### REQUIRED ACTION
Output the data exactly, with every line intact.

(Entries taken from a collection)
^^^^
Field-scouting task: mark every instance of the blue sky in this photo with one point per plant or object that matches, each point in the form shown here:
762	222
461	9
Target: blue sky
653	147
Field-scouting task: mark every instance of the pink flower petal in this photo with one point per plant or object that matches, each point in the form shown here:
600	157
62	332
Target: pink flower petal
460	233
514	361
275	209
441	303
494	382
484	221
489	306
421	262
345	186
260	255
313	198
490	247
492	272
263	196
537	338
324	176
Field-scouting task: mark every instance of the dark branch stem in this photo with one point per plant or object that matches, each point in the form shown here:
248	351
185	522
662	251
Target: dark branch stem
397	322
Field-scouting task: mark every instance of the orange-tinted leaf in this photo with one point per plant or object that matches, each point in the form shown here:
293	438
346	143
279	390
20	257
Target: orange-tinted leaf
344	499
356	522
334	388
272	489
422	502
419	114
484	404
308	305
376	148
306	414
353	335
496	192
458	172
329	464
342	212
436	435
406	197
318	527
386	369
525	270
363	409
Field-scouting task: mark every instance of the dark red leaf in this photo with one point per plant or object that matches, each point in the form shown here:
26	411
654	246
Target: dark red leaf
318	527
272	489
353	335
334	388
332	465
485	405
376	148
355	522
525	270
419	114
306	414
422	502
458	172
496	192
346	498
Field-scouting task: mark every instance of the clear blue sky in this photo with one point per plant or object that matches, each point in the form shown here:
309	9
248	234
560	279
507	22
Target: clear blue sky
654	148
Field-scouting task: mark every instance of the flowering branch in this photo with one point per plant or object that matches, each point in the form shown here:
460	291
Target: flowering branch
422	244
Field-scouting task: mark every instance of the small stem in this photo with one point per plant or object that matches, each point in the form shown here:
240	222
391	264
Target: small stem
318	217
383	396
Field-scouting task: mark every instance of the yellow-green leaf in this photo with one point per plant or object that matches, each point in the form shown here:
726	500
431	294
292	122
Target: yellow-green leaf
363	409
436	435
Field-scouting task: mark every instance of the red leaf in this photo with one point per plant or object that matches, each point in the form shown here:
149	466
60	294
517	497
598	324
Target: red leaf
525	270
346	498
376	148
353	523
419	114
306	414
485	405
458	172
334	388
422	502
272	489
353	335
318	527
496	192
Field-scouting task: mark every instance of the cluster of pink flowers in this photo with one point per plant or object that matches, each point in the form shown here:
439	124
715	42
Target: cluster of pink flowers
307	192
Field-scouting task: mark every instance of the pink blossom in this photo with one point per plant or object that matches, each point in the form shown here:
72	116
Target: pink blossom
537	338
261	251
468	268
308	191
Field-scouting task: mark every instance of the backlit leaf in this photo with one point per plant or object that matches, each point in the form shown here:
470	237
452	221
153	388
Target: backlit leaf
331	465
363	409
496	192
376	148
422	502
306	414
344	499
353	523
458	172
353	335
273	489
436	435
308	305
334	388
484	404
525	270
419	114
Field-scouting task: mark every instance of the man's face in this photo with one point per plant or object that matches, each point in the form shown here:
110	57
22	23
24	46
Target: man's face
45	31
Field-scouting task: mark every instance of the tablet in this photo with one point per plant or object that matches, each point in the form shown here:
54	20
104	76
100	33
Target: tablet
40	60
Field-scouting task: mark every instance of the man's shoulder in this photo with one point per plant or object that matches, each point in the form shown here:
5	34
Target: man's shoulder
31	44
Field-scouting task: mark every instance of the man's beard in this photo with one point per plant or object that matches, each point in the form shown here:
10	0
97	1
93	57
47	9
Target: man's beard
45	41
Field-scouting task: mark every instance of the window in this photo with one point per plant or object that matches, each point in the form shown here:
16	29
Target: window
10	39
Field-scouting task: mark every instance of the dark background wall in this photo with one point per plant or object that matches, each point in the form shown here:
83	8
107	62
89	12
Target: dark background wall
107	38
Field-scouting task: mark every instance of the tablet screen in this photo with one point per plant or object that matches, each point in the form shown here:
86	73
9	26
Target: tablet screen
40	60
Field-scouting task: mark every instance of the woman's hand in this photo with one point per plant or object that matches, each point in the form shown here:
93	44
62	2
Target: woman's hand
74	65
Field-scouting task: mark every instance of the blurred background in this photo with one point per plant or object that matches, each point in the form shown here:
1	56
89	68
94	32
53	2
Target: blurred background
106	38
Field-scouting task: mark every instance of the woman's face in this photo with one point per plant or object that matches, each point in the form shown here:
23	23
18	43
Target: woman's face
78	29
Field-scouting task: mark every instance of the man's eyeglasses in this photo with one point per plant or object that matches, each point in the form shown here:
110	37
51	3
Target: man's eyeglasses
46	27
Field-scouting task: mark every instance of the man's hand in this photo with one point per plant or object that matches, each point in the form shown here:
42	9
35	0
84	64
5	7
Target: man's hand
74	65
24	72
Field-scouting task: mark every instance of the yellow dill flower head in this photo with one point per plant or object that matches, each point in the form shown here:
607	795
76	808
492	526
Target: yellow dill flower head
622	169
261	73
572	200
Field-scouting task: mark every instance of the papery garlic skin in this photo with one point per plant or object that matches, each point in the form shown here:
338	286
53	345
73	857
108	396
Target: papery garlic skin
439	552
^^^^
### WRITTEN SOLUTION
Field-scouting task: mark every instance of the blue sky in this photo with one point per plant or object that matches, each point in the form shown here:
762	222
461	9
Target: blue sky
653	147
Field-scouting task: mark every instance of the pink flower petal in this photo with one point per plant or object that matches, each point in the form shown here:
600	157
62	332
Target: pink flower petal
460	233
514	361
275	209
441	303
494	382
484	221
489	306
421	262
345	186
260	255
313	198
490	247
492	272
263	196
537	338
324	176
Field-scouting task: mark every instance of the dark branch stem in this photo with one point per plant or object that matches, each point in the form shown here:
248	351
185	522
662	251
Target: dark branch stem
397	322
Field-scouting task: mark every instance of the orange-tinted leaf in this photo with one point per plant or object that matches, each point in the form shown here:
293	438
346	143
279	390
20	257
Target: orange-tinted leaf
344	499
356	522
334	388
272	489
422	502
419	114
484	404
308	305
376	148
306	414
353	335
496	192
458	172
329	464
342	212
436	435
406	197
318	527
386	369
525	270
363	409
Field-scouting task: mark every instance of the dark red leaf in this photo with one point per plant or object that matches, each point in the form shown here:
26	411
654	246
Target: dark red leaf
318	527
272	489
353	335
334	388
332	465
485	405
376	148
355	522
525	270
419	114
306	414
422	502
458	172
496	192
346	498
Field-scouting task: mark every instance of the clear blue sky in this photo with one point per plant or object that matches, each point in the form shown here:
309	9
248	234
560	279
507	22
Target: clear blue sky
654	148
Field-scouting task: mark every instance of the flowering branch in this photo with one point per plant or object that matches, each point in the form shown here:
460	291
Target: flowering branch
422	244
Field-scouting task: mark every instance of the small stem in this photo with one point per plant or object that matches, each point in the form shown here:
240	222
391	264
Target: small stem
318	217
383	396
Field-scouting task: mark every instance of the yellow-green leaf in this photo with one point per plant or object that matches, each point in the form shown here:
726	500
431	294
292	122
Target: yellow-green leaf
363	409
436	435
Field-scouting task: mark every instance of the red leaf in this photo with one point per plant or object that matches, each point in the form shown here:
149	466
60	294
517	497
598	324
Target: red leaf
525	270
346	498
376	148
353	523
419	114
306	414
485	405
458	172
334	388
422	502
272	489
353	335
318	527
496	192
Field-scouting task: mark every instance of the cluster of pink flowers in this photo with one point per plant or object that matches, each point in the form shown here:
439	124
715	42
Target: cluster of pink flowers
307	192
Field-scouting task: mark every instance of the pink blossom in this photo with one point per plant or object that matches, each point in the form shown here:
72	116
Target: pink blossom
537	338
261	251
468	268
308	191
Field-scouting task: mark every instance of the backlit leaf in this photo with one point per plant or object that matches, each point in the form shown here:
470	237
452	221
153	388
Target: backlit leaf
331	465
363	409
496	192
376	148
422	502
306	414
344	499
353	523
458	172
353	335
273	489
436	435
308	305
334	388
484	404
525	270
419	114
Field-scouting task: mark every instance of the man's face in this photo with one point per plant or object that matches, each point in the form shown here:
110	57
22	23
24	46
Target: man's face
45	31
Field-scouting task: mark every instance of the tablet in this photo with one point per plant or object that matches, each point in the form shown here:
54	20
104	76
100	33
Target: tablet
40	60
Field-scouting task: mark every instance of the man's shoulder in this photo with one point per plant or object that matches, each point in the form shown here:
5	34
Target: man's shoulder
31	44
Field-scouting task: mark every instance of the man's beard in this photo with one point per plant or object that matches, each point in the form shown here:
10	0
97	1
93	57
47	9
Target: man's beard
45	41
Field-scouting task: mark every instance of the window in this photo with one point per plant or object that matches, each point in the form shown here:
16	29
Target: window
10	39
Field-scouting task: mark every instance of the dark background wall in this photo with one point per plant or object that matches, each point in the form shown here:
83	8
107	62
89	12
Target: dark background wall
107	38
Field-scouting task: mark every instance of the tablet screen in this photo with one point per plant or object that matches, each point in the form shown here:
86	73
9	26
Target: tablet screen
40	60
Field-scouting task: mark every instance of the woman's hand in this photo with one point per plant or object that matches, each point in the form shown here:
93	44
62	2
Target: woman's hand
74	65
Field-scouting task: mark every instance of the blurred background in this photo with one point per plant or object that matches, each point in the form shown here:
1	56
89	68
94	32
53	2
Target: blurred background
106	38
Field-scouting task: mark every instance of the woman's face in this photo with one point per plant or object that matches, each point in the form shown here:
23	23
18	43
Target: woman's face
78	29
Field-scouting task: mark every instance of the man's eyeglasses in this photo with one point per plant or object that matches, each point in the form shown here:
110	37
51	3
Target: man's eyeglasses
46	27
Field-scouting task: mark every instance of the man's hand in this photo with one point per plant or object that matches, each point in the form shown here:
42	9
35	0
84	64
5	7
Target: man's hand
74	65
24	72
Field-scouting task: mark every instance of the yellow dill flower head in this photo with one point per plant or object that matches, each point in the form shown here:
607	795
76	808
492	526
Target: yellow dill flower head
622	169
261	73
572	200
Field-scouting task: mark every instance of the papery garlic skin in this photo with one point per plant or object that matches, each point in the form shown here:
338	286
53	345
73	857
108	396
Target: papery garlic skin
439	552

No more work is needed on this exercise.